▶ EXERCISE PROMPT
Write out all of the records precisely. Skip anything that is a picture.

▶ MATERIAL FOR THIS EXERCISE
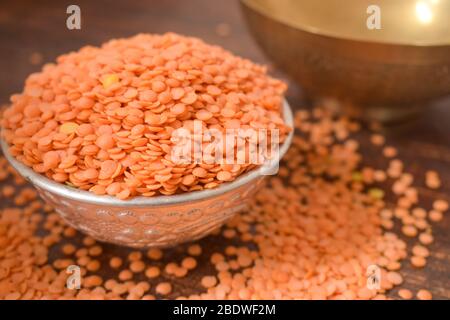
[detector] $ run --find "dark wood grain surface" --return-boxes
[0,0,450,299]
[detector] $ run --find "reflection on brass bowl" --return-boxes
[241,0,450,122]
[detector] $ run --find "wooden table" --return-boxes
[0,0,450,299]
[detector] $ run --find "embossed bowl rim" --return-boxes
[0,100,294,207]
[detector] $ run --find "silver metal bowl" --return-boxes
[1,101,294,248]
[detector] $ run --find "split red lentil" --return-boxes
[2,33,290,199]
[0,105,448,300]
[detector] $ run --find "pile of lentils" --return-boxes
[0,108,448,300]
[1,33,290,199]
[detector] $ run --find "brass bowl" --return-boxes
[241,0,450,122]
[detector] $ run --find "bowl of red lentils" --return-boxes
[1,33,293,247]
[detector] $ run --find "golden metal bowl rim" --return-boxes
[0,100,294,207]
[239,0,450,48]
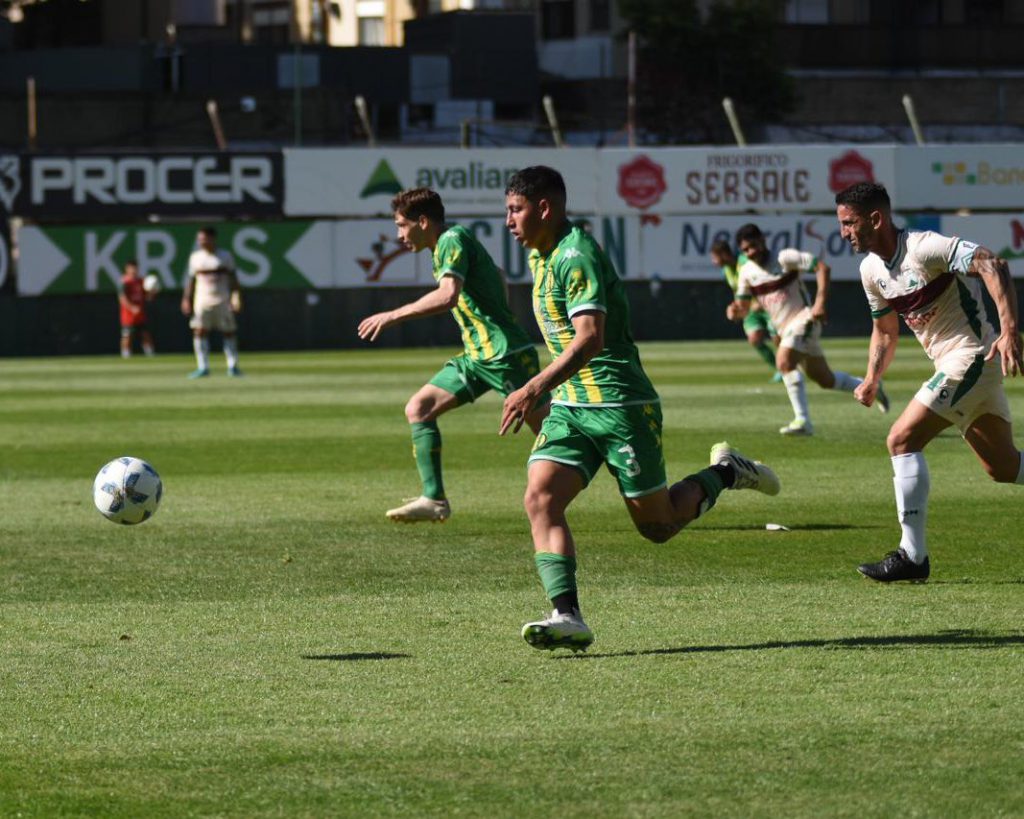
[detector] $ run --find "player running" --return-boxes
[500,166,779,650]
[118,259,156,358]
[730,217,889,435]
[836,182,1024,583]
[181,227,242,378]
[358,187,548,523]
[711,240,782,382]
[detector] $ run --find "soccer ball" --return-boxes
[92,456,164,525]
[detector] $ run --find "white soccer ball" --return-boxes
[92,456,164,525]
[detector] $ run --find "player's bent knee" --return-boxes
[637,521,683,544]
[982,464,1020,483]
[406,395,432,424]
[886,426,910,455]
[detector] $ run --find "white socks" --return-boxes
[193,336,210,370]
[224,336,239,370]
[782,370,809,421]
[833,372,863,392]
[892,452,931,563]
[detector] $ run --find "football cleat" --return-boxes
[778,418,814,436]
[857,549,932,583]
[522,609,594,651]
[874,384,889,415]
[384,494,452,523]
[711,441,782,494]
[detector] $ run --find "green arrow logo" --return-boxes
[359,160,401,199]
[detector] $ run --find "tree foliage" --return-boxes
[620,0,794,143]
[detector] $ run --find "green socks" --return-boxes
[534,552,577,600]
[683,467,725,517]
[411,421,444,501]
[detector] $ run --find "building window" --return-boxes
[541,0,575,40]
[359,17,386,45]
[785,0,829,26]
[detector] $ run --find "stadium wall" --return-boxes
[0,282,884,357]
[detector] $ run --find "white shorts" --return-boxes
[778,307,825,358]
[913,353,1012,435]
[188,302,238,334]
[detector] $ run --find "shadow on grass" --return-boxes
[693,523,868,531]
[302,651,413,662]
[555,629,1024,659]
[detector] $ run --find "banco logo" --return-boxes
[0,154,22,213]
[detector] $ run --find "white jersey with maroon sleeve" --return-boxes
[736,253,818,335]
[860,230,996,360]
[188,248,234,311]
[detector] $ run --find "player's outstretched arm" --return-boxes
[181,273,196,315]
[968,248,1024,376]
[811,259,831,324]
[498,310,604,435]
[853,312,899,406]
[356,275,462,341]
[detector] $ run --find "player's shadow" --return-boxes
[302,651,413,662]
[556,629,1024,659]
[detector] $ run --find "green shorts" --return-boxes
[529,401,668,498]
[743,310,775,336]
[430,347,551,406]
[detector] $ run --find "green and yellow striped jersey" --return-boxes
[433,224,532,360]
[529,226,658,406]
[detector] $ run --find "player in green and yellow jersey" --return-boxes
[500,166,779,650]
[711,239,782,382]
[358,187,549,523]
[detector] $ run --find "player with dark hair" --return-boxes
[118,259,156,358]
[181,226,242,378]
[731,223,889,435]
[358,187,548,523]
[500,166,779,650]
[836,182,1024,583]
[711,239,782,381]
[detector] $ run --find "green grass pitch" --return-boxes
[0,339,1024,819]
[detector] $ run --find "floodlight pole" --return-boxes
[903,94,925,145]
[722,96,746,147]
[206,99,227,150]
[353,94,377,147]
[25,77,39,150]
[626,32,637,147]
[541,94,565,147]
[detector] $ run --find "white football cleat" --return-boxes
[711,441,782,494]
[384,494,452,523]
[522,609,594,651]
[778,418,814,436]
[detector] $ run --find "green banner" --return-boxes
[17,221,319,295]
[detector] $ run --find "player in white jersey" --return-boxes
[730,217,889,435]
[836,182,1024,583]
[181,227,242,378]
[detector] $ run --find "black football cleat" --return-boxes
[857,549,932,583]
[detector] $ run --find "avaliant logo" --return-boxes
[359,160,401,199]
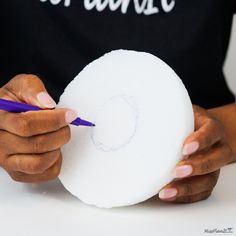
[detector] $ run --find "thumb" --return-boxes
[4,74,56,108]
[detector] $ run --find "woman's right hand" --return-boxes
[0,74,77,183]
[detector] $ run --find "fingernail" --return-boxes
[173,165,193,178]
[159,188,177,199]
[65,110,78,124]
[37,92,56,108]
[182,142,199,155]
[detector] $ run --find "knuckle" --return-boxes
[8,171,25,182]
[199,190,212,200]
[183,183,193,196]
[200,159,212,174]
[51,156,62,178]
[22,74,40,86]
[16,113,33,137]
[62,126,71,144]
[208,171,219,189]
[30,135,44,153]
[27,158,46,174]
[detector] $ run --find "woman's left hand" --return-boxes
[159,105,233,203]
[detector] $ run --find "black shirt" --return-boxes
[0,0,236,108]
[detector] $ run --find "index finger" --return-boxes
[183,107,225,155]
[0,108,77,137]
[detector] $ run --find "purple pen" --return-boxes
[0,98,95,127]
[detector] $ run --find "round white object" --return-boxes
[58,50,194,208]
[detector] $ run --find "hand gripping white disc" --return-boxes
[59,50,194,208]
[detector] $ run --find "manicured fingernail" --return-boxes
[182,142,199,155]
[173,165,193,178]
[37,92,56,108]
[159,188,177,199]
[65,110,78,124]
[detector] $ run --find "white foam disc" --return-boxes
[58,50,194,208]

▶ EXERCISE ANSWER
[detector] $ run --find "dark wood grain surface" --return-boxes
[0,0,450,299]
[detector] $ run --find "reflection on brass bowl" --return-boxes
[241,0,450,122]
[detector] $ run --find "wooden table" --return-boxes
[0,0,450,299]
[detector] $ run --find "embossed bowl rim" --return-boxes
[0,100,294,207]
[detector] $ run --find "silver metal bowl" --return-boxes
[1,101,294,248]
[detector] $ run --find "split red lentil" --return-boxes
[2,33,290,199]
[0,105,448,300]
[detector] $ run --find "pile of lentils" --return-boxes
[0,108,448,300]
[1,33,290,199]
[detector] $ run --find "brass bowl" --return-boxes
[241,0,450,122]
[detector] $ run --find "bowl of red lentils" --return-boxes
[1,33,293,247]
[detector] $ run --find "golden metal bowl rim" --return-boxes
[0,100,294,207]
[239,0,450,48]
[detector] $ run --find "player running" --return-boxes
[500,166,779,650]
[118,259,156,358]
[730,217,889,435]
[836,182,1024,583]
[181,227,242,378]
[358,187,548,523]
[711,240,782,382]
[detector] $ run --find "soccer ball" --return-boxes
[92,456,164,525]
[detector] $ run --find "white soccer ball" --return-boxes
[92,456,164,525]
[detector] $ run --find "player's bent knee" --return-boxes
[637,521,683,544]
[982,464,1020,483]
[406,395,432,424]
[886,426,910,455]
[detector] $ run --find "white socks" --return-boxes
[193,336,210,370]
[224,336,239,370]
[782,370,809,421]
[833,372,863,392]
[892,452,931,563]
[detector] $ run --find "football cleat" --return-boxes
[778,418,814,436]
[857,549,932,583]
[522,609,594,651]
[874,384,889,415]
[384,494,452,523]
[711,441,782,494]
[detector] $ run --find "green arrow logo" --return-boxes
[359,160,401,199]
[detector] $ run --find "tree foliage" --return-boxes
[620,0,794,143]
[detector] $ run --find "green socks" --return-boxes
[534,552,577,600]
[683,467,725,517]
[411,421,444,501]
[detector] $ run --find "building window" --return-boxes
[541,0,575,40]
[359,17,386,45]
[785,0,829,26]
[detector] $ run --find "stadium wall" --return-boxes
[0,282,884,357]
[detector] $ run --find "white shorts" --return-boxes
[778,307,825,358]
[913,353,1012,435]
[188,302,238,334]
[detector] $ run --find "shadow on grass" --return-boxes
[693,523,868,531]
[302,651,413,662]
[555,629,1024,659]
[detector] $ run --find "banco logo" --return-boxes
[0,154,22,213]
[detector] $ run --find "white jersey with maroon sleeve" --return-boxes
[736,253,818,335]
[860,230,996,360]
[188,248,234,311]
[detector] $ run --find "player's outstretched arm" --return-boxes
[181,273,196,315]
[968,248,1024,376]
[811,259,831,324]
[498,310,604,435]
[853,312,899,406]
[356,275,462,341]
[detector] $ run --find "player's shadow" --return-boxes
[302,651,413,662]
[556,629,1024,659]
[detector] $ run --find "green shorts" --return-boxes
[529,401,668,498]
[743,310,775,336]
[430,347,551,406]
[detector] $ run --find "green and yellow striped jersey" --return-boxes
[433,224,532,360]
[529,226,658,406]
[detector] $ run --find "player in green and yellow jersey" --return-boxes
[500,166,779,650]
[711,239,782,382]
[358,187,549,523]
[detector] $ run --find "player with dark hair" --return-boxes
[118,259,156,358]
[181,226,242,378]
[731,223,889,435]
[358,187,548,523]
[500,166,779,650]
[836,182,1024,583]
[711,239,782,381]
[detector] $ run --find "green grass pitch" --return-boxes
[0,339,1024,819]
[detector] $ run --find "floodlight pole" --return-boxes
[903,94,925,145]
[722,96,746,147]
[206,99,227,150]
[353,94,377,147]
[25,77,39,150]
[626,32,637,147]
[541,94,565,147]
[detector] $ run --find "white football cleat" --return-boxes
[711,441,782,494]
[384,494,452,523]
[522,609,594,651]
[778,418,814,436]
[detector] $ run --find "green banner" --return-boxes
[17,221,319,295]
[detector] $ run --find "player in white jersey" --return-boxes
[730,217,889,435]
[836,182,1024,583]
[181,227,242,378]
[detector] $ run --find "black football cleat" --return-boxes
[857,549,932,583]
[detector] $ run --find "avaliant logo" --return-boxes
[359,160,401,199]
[detector] $ run --find "thumb" --return-boxes
[4,74,56,108]
[detector] $ run --find "woman's right hand" --return-boxes
[0,74,77,183]
[detector] $ run --find "fingernail" --return-boxes
[173,165,193,178]
[159,188,177,199]
[65,110,78,124]
[37,92,56,108]
[182,142,199,155]
[detector] $ run --find "knuckle" --return-boxes
[8,171,25,182]
[199,190,212,200]
[183,183,193,196]
[200,159,212,174]
[51,156,62,178]
[22,74,40,86]
[16,113,33,137]
[62,126,71,144]
[208,171,219,189]
[30,135,44,153]
[27,158,46,174]
[detector] $ run --find "woman's left hand" --return-boxes
[159,105,233,203]
[detector] $ run --find "black shirt" --return-boxes
[0,0,236,108]
[detector] $ run --find "index finger" --return-boxes
[183,107,225,155]
[0,108,77,137]
[detector] $ run --find "purple pen" --return-boxes
[0,98,95,127]
[detector] $ run --find "round white object" --return-boxes
[58,50,194,208]
[detector] $ run --find "hand gripping white disc" --return-boxes
[59,50,194,208]
[detector] $ run --find "manicured fingernail" --return-boxes
[182,142,199,155]
[173,165,193,178]
[37,92,56,108]
[159,188,177,199]
[65,110,78,124]
[detector] $ run --find "white foam disc" --return-boxes
[58,50,194,208]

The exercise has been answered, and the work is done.